Only a number is required: the count of lines in the material below that contain "white".

__Record set__:
════
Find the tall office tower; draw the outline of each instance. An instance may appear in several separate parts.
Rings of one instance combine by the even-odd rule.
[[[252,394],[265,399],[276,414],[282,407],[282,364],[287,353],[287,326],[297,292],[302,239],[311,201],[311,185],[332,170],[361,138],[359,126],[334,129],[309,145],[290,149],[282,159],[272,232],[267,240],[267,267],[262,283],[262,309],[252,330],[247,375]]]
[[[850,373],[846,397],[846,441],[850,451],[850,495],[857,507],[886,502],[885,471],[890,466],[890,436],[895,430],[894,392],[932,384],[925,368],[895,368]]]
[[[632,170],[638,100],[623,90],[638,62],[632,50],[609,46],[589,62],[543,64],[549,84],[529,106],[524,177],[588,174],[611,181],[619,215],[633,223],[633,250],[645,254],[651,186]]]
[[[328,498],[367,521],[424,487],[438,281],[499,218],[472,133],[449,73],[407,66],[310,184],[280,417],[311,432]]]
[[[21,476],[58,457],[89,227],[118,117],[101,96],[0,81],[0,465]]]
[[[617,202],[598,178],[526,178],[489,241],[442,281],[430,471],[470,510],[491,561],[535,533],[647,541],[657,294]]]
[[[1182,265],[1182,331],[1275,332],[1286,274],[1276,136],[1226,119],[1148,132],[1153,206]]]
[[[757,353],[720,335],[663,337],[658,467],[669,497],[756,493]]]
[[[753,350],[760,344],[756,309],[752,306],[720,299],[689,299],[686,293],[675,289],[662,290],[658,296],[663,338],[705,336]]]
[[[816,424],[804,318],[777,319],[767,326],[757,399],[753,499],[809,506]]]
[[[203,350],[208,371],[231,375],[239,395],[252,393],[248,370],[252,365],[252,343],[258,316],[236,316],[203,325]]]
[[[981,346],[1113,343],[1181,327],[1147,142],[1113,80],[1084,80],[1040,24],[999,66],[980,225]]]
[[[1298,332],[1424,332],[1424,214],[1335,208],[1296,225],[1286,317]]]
════
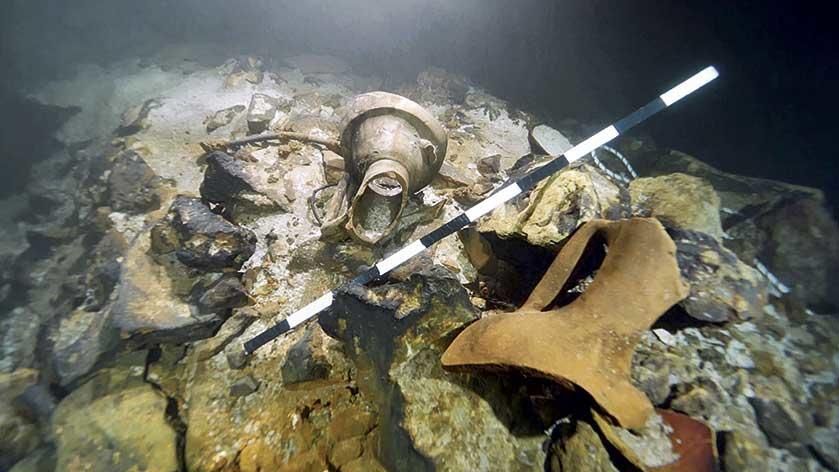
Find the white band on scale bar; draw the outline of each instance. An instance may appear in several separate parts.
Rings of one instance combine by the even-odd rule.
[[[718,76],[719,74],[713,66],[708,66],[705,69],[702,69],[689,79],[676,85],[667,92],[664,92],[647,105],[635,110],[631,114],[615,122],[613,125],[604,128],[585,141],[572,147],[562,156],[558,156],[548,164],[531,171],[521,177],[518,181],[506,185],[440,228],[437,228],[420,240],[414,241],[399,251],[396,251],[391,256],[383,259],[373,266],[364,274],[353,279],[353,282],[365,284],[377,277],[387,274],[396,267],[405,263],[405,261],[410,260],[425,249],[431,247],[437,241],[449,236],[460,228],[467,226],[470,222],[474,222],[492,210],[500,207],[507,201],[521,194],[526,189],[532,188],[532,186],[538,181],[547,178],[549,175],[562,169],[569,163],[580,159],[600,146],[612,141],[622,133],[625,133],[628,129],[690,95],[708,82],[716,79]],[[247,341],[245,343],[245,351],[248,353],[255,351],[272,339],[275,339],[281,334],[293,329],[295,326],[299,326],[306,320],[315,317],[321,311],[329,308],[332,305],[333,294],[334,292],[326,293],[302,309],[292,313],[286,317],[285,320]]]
════
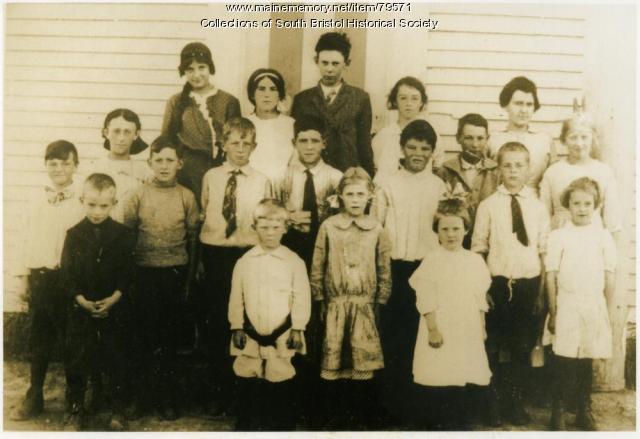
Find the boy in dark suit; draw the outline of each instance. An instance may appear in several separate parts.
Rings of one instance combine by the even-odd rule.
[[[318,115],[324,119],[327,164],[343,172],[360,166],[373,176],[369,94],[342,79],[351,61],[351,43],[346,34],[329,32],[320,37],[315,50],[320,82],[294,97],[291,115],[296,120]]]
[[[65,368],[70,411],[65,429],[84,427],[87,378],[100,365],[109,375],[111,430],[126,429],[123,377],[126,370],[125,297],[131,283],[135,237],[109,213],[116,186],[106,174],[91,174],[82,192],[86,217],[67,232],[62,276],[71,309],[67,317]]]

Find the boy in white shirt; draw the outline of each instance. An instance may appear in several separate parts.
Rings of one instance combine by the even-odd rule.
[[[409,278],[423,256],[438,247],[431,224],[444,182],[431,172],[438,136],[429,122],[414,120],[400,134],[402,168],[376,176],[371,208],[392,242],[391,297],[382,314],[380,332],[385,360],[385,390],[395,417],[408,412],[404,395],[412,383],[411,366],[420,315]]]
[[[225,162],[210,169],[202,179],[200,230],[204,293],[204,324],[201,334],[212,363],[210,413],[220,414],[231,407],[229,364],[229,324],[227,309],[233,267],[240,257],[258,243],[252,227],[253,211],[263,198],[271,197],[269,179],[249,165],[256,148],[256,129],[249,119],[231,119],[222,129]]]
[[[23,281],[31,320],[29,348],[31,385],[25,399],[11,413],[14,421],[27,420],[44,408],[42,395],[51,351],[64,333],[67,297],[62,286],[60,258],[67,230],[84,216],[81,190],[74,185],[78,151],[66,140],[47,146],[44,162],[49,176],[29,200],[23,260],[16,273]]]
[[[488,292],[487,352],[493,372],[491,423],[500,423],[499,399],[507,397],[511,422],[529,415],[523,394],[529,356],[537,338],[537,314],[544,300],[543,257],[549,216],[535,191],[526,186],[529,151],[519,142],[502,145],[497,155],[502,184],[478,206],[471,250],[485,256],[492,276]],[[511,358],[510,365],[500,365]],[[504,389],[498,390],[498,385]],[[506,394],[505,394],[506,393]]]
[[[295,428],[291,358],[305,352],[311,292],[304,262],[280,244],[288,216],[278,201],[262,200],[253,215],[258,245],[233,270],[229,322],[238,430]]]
════
__Your solution__: 2